The Lumix GH4 coupled with the Atomos Shogun. - Small, neat and very capable - and cheap.

The Sony A7S coupled with the Atomos Shogun. Again, small, neat, capable and stunning low light performance - slightly hampered by some severe rolling shutter issues.

The BMD URSA. The footage looks stunning, but the weight and size of it puts me off. Great price though. Concerns over the fixed pattern noise seen on the Production Camera too...

The Sony FS7 - This looks amazing, but i'd still partner it with the Shogun to get the convenient workflow and 4K Pro Res capability. Amazing for the money, but still £8K.

The Sony FS700 - Still a beast of a camera with great slow-mo and coupled with the Shogun, a really capable 4K option.

Ultimately, i'll be swayed quite a lot by whichever one feels best. It's mad to decide on a camera on specs alone... there's no substitute for actually playing with one, holding it and using it and seeing how it actually works for you in the real world.

What cameras have i owned up until now? The list isn't huge, but it goes something like this:

Sony DSR200  -This was good at the time.
Sony VX1000  - Very similar to the DSR200...small size made it useful for in-car shooting.
JVC GY-DV500 - A huge beast of a camera. I had the Fujinon asymmetrical zoom lens which was great.
Panasonic AG-DVX100 - A major step up from the previous cams... proper 24p and cine-look profiles.
Canon 550D - my first DSLR and first step in to HD. A great camera. I still use it.
Contour Roam 3 - Great form factor, but not a great performer. Didn't last long.
Go Pro Hero 3 - The defacto action cam. I still use it a lot and will buy the Hero 4 asap.
Sony NEX-FS100 - My current camera. Stunning low-light performance and a great workhorse.

Along the way i also used The Canon XL1S, The Sony Z1 and the EX1,  the 5D Mk2, the Lumix GH2 and more recently, the RED Epic and Canon C300...but i never owned these cameras.

At the end of the day, a camera is just a tool.... i'll get the one that does the best job for the least money and try not to get too carried away with specs.  As i've said before, no one ever asks what a good film was shot on - it really doesn't matter.

Right now we're spoilt. There's a huge array of really excellent cameras and recorders and there's really no excuse to not get out there and shoot something.

One thing i do know though, whichever camera i end up getting next, i'll be sticking with the Atomos way of working. I love my Ninja and Samurai Blades... they make shooting so much more convenient. So, an Atomos Shogun is the future for me...and i think it will be the same for a lot of people moving up to 4K shooting.

Saturday, September 13, 2014

SONY FS7 Lands...

Sony have drop-kicked the competition out of the game again....this time with the launch of the FS7 - a 4K beast at a ridiculously low price point of around $8000.

Anyone looking at the URSA, the AJA CION, the Canon C300 or C500 now has a dilemma... this camera pretty much wipes the floor with all of them in one way or another. Nice job Sony.

GIVEN MATERIAL —
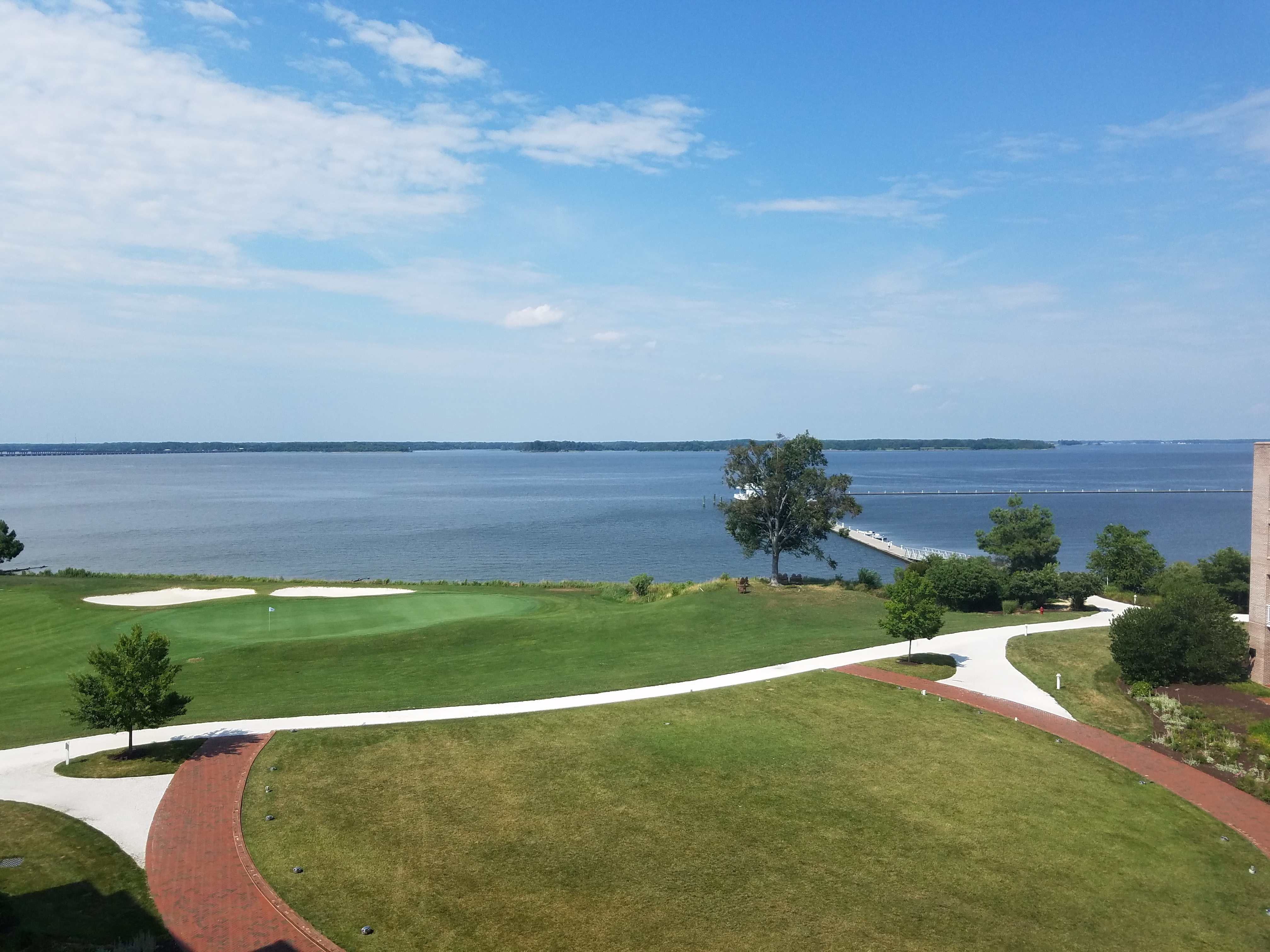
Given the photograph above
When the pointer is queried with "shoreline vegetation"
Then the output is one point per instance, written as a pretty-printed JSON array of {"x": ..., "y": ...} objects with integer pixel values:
[{"x": 536, "y": 446}]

TASK REQUIREMENTS —
- a) Do these statements agree with the camera blog post? Answer yes or no for each, and quote the words from the post that decide it. (i) The Sony A7S has rolling shutter problems. (ii) The Contour Roam 3 lasted a long time. (iii) The writer owned the Canon C300.
- b) Repeat word for word the part of the camera blog post from "Ultimately, i'll be" up to and including "Didn't last long.".
- c) Sum up the camera blog post in two sentences.

WRITTEN RESPONSES —
- a)
(i) Yes: "slightly hampered by some severe rolling shutter issues."
(ii) No: "Didn't last long."
(iii) No: "but i never owned these cameras."

- b)
Ultimately, i'll be swayed quite a lot by whichever one feels best. It's mad to decide on a camera on specs alone... there's no substitute for actually playing with one, holding it and using it and seeing how it actually works for you in the real world.

What cameras have i owned up until now? The list isn't huge, but it goes something like this:

Sony DSR200  -This was good at the time.
Sony VX1000  - Very similar to the DSR200...small size made it useful for in-car shooting.
JVC GY-DV500 - A huge beast of a camera. I had the Fujinon asymmetrical zoom lens which was great.
Panasonic AG-DVX100 - A major step up from the previous cams... proper 24p and cine-look profiles.
Canon 550D - my first DSLR and first step in to HD. A great camera. I still use it.
Contour Roam 3 - Great form factor, but not a great performer. Didn't last long.

- c) The writer compares several 4K options, including the Lumix GH4, Sony A7S, BMD URSA, Sony FS7 and Sony FS700, and says the choice will come down to whichever one feels best rather than specs alone. Whatever camera comes next, the writer will stick with the Atomos way of working and sees an Atomos Shogun as the future.